=== SUPPLIED ENTRIES ===

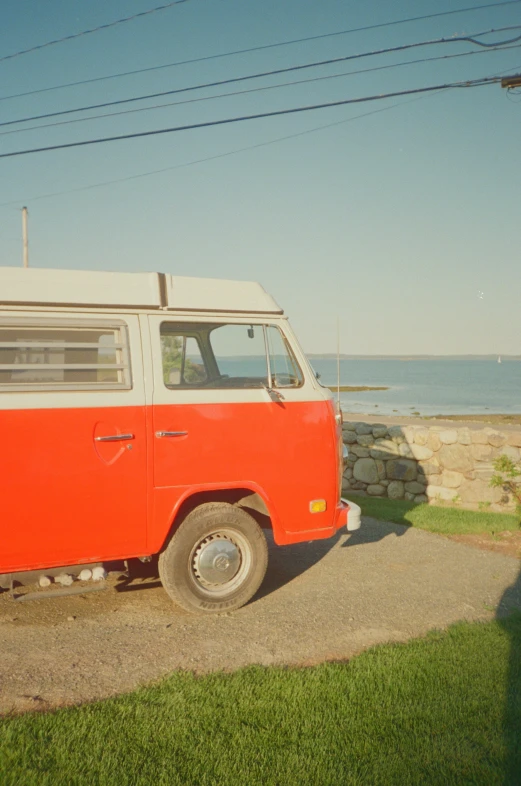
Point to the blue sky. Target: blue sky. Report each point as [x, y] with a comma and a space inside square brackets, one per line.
[403, 223]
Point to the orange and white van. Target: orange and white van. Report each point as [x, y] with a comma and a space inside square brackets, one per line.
[148, 414]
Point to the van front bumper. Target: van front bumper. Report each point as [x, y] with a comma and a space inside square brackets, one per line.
[351, 515]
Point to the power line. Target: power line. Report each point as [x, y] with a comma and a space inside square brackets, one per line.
[219, 155]
[235, 93]
[273, 72]
[260, 48]
[258, 116]
[92, 30]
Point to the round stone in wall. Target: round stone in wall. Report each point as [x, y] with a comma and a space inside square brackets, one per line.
[395, 489]
[366, 471]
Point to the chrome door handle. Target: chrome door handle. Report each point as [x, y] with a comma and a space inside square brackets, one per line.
[114, 438]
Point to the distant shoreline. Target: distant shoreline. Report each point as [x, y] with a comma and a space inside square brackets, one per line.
[493, 358]
[493, 419]
[355, 388]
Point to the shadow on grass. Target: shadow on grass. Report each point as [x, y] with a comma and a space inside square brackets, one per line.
[509, 617]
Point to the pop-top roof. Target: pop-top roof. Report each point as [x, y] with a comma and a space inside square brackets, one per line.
[37, 286]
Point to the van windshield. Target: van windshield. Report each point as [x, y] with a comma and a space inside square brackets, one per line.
[227, 355]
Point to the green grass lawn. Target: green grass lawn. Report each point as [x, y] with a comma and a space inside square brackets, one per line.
[447, 521]
[443, 710]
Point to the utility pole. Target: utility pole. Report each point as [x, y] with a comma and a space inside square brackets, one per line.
[24, 236]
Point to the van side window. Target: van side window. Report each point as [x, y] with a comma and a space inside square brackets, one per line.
[223, 355]
[62, 355]
[285, 372]
[182, 361]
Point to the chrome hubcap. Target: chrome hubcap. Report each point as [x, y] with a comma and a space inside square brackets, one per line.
[216, 560]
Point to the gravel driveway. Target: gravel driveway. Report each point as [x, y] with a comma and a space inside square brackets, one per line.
[323, 600]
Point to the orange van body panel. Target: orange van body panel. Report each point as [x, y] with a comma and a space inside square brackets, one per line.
[69, 499]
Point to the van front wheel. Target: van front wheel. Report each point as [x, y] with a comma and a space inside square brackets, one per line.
[216, 559]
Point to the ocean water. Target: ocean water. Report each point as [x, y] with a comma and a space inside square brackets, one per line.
[438, 386]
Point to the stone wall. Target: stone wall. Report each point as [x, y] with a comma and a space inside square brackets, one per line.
[424, 463]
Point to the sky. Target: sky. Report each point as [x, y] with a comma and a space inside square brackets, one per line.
[397, 219]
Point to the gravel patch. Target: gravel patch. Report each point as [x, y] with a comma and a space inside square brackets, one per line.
[325, 600]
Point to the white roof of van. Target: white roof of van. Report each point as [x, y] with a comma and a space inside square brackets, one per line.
[39, 286]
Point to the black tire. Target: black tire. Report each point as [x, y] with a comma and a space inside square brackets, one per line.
[216, 559]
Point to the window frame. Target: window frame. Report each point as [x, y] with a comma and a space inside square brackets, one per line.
[122, 345]
[193, 329]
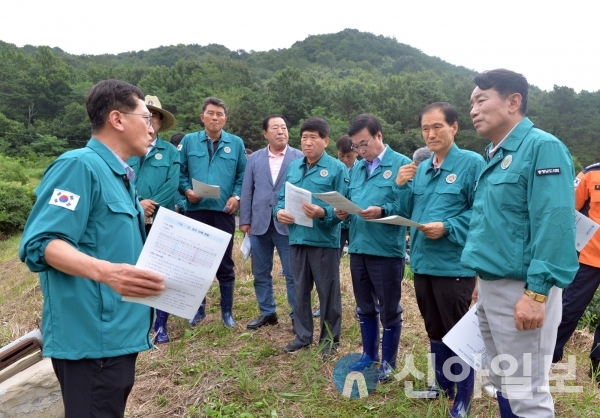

===

● **WHAT IS REQUIRED**
Locate each line in the rows above that contains the string "window" and copy it out. Case counts.

● **ANSWER IN FULL**
Point to the van side window. Target: van side window. Report each point as [x, y] with a comma and a space inside square brackets, one per line.
Point to the window frame. Target: window frame. Report each point as [x, y] with a comma and a space inside square brackets, one per line.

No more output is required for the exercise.